- Activity
Reproduce word for word the passage of the comment thread below from "Re Laura Nyro, I" to "Talk about indoctrination!".

- Text for analysis
# # # #

Re Laura Nyro, I think it'd be accurate to call her one of the first great 'underappreciateds/underrecognizeds' of rock music (if I may be so bold as to invent two new words). But for me, her ultimate claim to immortality was the choice she made when hiring her personal manager: a young upstart by the name of David Geffen...
qdpsteve |
04.24.07 - 6:20 pm | #
|
|
Everyone, even David and Mike K, should be bipartisan-minded enough to enjoy this:
David Letterman's Top Ten George W. Bush Moments.
qdpsteve |
04.24.07 - 6:36 pm | #
|
|
This has been a very honest and fascinating discussion. My viewpoints have changed over time. In college, I "learned" in a philosophy class many pro-choice arguments including: what if someone enters your house illegally? What if you put up bars and the thief still enters in?
Talk about indoctrination!

# # # #

- Entries provided
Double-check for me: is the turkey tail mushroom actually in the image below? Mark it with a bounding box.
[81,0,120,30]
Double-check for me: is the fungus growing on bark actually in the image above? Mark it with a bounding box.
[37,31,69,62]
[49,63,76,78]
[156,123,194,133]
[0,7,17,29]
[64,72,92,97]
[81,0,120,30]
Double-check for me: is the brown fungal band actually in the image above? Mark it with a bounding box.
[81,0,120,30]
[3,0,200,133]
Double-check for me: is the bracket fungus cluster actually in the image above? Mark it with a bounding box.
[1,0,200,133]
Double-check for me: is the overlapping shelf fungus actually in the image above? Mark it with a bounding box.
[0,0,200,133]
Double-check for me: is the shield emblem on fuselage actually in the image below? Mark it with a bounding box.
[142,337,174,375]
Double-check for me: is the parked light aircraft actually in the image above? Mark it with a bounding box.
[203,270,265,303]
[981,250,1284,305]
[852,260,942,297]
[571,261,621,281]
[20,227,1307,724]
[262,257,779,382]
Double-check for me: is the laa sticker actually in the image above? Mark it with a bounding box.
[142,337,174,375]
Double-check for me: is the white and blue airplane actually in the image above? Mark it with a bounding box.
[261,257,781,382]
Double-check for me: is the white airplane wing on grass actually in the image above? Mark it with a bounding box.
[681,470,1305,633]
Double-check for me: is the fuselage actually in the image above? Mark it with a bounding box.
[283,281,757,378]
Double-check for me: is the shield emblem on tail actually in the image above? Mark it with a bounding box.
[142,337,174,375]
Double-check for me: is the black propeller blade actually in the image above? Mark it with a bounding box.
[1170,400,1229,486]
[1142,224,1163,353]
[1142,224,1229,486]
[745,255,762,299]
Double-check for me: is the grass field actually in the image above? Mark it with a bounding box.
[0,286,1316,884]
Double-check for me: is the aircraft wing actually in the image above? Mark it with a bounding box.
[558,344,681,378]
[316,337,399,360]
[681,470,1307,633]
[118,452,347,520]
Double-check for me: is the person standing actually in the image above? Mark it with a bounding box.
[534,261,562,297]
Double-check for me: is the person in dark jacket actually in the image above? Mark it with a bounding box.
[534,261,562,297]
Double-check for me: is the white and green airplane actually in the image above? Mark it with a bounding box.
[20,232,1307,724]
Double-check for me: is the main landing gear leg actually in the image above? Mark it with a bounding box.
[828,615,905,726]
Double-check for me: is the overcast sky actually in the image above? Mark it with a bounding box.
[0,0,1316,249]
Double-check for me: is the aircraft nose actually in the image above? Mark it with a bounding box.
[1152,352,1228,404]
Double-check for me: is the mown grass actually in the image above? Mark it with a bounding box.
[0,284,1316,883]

# # # #

- Response
Re Laura Nyro, I think it'd be accurate to call her one of the first great 'underappreciateds/underrecognizeds' of rock music (if I may be so bold as to invent two new words). But for me, her ultimate claim to immortality was the choice she made when hiring her personal manager: a young upstart by the name of David Geffen...
qdpsteve |
04.24.07 - 6:20 pm | #
|
|
Everyone, even David and Mike K, should be bipartisan-minded enough to enjoy this:
David Letterman's Top Ten George W. Bush Moments.
qdpsteve |
04.24.07 - 6:36 pm | #
|
|
This has been a very honest and fascinating discussion. My viewpoints have changed over time. In college, I "learned" in a philosophy class many pro-choice arguments including: what if someone enters your house illegally? What if you put up bars and the thief still enters in?
Talk about indoctrination!